• TASK TO CARRY OUT: Each record must be retyped in full. No character may differ.

Referring expression data

- Opening Delimiter -

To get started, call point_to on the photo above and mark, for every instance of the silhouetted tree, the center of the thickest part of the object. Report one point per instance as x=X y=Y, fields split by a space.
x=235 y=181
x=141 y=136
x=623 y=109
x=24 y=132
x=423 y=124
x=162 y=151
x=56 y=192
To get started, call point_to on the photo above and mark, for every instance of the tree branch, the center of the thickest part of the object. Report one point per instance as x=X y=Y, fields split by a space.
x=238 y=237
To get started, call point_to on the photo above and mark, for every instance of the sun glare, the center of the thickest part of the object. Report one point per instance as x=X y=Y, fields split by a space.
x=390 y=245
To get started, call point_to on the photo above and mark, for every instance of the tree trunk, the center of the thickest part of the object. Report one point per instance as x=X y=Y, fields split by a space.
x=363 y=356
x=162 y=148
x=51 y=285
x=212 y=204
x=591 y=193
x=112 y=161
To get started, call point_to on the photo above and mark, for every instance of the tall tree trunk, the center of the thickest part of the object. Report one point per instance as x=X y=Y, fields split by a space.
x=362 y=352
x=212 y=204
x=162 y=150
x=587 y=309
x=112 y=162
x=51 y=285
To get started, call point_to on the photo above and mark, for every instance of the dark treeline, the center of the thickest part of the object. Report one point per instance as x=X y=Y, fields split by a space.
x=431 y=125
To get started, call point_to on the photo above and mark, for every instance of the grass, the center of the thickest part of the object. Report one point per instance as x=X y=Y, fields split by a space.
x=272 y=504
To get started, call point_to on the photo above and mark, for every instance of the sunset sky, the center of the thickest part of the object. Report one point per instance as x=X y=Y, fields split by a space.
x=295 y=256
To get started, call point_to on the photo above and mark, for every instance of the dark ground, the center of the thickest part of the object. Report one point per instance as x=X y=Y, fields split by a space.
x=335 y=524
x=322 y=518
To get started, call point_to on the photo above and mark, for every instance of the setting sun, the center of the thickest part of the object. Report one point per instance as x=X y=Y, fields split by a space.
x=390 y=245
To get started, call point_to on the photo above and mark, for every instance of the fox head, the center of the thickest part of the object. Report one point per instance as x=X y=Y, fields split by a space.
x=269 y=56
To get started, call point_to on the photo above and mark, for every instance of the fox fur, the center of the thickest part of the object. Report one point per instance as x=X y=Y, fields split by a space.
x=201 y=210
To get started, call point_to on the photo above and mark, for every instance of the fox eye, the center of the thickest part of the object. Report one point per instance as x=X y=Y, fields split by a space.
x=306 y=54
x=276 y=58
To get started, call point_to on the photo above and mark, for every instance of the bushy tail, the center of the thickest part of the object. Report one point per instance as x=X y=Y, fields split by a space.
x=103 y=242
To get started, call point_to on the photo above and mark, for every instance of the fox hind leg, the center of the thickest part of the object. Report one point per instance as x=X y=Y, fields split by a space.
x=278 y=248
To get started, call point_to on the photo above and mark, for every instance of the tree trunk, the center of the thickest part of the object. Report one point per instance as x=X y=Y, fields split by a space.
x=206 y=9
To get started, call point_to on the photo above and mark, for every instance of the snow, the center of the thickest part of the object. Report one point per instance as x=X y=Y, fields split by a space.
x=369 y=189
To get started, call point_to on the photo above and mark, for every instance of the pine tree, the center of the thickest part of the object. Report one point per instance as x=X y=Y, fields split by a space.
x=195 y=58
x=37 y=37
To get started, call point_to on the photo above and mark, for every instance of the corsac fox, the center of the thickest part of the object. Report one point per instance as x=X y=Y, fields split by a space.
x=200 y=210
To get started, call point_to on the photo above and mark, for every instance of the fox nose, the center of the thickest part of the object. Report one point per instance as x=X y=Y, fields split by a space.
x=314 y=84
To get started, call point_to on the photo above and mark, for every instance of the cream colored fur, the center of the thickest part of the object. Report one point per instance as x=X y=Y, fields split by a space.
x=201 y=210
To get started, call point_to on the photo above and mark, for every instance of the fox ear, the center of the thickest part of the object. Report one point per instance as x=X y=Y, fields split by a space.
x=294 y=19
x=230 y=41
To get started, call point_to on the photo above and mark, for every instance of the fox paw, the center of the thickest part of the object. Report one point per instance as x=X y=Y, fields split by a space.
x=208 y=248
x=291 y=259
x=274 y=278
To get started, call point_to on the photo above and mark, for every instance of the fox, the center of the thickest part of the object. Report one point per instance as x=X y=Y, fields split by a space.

- Closing Delimiter -

• EXERCISE ANSWER:
To get started, call point_to on the photo above and mark, for every instance of the silhouetted tree, the center of the thickest part of the object. Report one point per instance as x=X y=Y, fields split by a space.
x=235 y=181
x=141 y=136
x=623 y=109
x=24 y=132
x=423 y=124
x=162 y=151
x=56 y=192
To get started, call point_to on the photo above and mark, for every instance of the tree branch, the center of the thickest part of the object. Report one point per instance as x=X y=Y, fields split by a space.
x=238 y=237
To get started, call point_to on the photo above and mark, for every instance of the sun glare, the center of the thickest part of the object. Report one point per instance as x=X y=Y, fields split by a space.
x=390 y=245
To get started, call point_to on the photo above and mark, for every instance of the tree trunk, the center of the thickest part of the object. Report one point per instance as x=X y=Y, fields split by a space.
x=363 y=356
x=162 y=148
x=51 y=285
x=212 y=204
x=591 y=193
x=112 y=161
To get started, call point_to on the photo above and mark, for every instance of the tall tree trunk, the center of the thickest part of the object. Report one point per instance as x=X y=Y, fields split by a space.
x=362 y=352
x=212 y=204
x=162 y=150
x=587 y=309
x=112 y=162
x=51 y=285
To get started, call point_to on the photo above and mark, for every instance of the dark treeline, the center of the thickest part of the object. Report one point per instance as x=X y=Y, fields split by a space.
x=431 y=125
To get started, call point_to on the photo above and mark, for every instance of the grass, the center of the thickest part of the object. Report one point per instance as x=X y=Y, fields split by a space.
x=272 y=504
To get started, call point_to on the photo above and mark, for every instance of the sunset sky, the center of the thickest part of the object. Report one point per instance as x=X y=Y, fields split by a space.
x=295 y=256
To get started, call point_to on the photo above and mark, for every instance of the dark ground, the center of the thickest part of the object. Report one point per instance as x=X y=Y, fields split by a space.
x=335 y=524
x=322 y=518
To get started, call point_to on the photo above and mark, for every instance of the setting sun, the center of the thickest part of the object. Report one point per instance as x=X y=Y, fields split by a space.
x=390 y=245
To get started, call point_to on the photo above and mark, for every instance of the fox head, the center of the thickest part of the object. Report one point per instance as x=X y=Y, fields split by a space.
x=269 y=56
To get started, call point_to on the photo above and mark, for every instance of the fox fur, the center of the thickest part of the object. Report one point per instance as x=X y=Y, fields split by a space.
x=201 y=210
To get started, call point_to on the photo above and mark, for every instance of the fox eye, the center of the thickest part of the object. Report one point per instance as x=X y=Y, fields split by a space.
x=306 y=54
x=276 y=58
To get started, call point_to on the photo above and mark, for every instance of the bushy tail, the center of the thickest part of the object. Report one point per instance as x=X y=Y, fields split by a space.
x=103 y=242
To get started, call point_to on the photo above and mark, for every instance of the fox hind leg, the center of the thickest part of the object. Report one point per instance as x=X y=Y, fields split by a space.
x=278 y=248
To get started, call point_to on the photo above and mark, for every instance of the tree trunk, the center of the thickest part of the object. Report one point per instance as x=X y=Y, fields split by a space.
x=206 y=9
To get started, call point_to on the photo above and mark, for every instance of the snow, the center of the thickest part of the object. Report one point per instance as x=X y=Y, fields split by a space.
x=369 y=189
To get started, call point_to on the photo above and mark, for every instance of the pine tree, the center of the thickest part of the object. Report one point per instance as x=X y=Y, fields split by a space.
x=195 y=58
x=37 y=37
To get started, call point_to on the photo above and mark, for every instance of the corsac fox, the center of the thickest part of the object. Report one point per instance as x=X y=Y, fields split by a space.
x=200 y=210
To get started, call point_to on the photo above and mark, for every instance of the fox nose, the center of the thickest part of the object. Report one point per instance as x=X y=Y, fields split by a space.
x=314 y=84
To get started, call point_to on the photo above and mark, for every instance of the cream colored fur, the center of the thickest part of the object. Report one point per instance as x=X y=Y, fields split by a space.
x=201 y=210
To get started, call point_to on the photo above and mark, for every instance of the fox ear, the center of the thickest part of the object. Report one point per instance as x=X y=Y, fields split by a space.
x=294 y=19
x=230 y=41
To get started, call point_to on the photo above and mark, for every instance of the fox paw, the center of the thickest part of the object. Report one point per instance as x=X y=Y, fields split by a space.
x=208 y=248
x=291 y=259
x=274 y=278
To get started, call point_to on the photo above and mark, for every instance of the fox, the center of the thickest part of the object. Report one point per instance as x=X y=Y, fields split by a space.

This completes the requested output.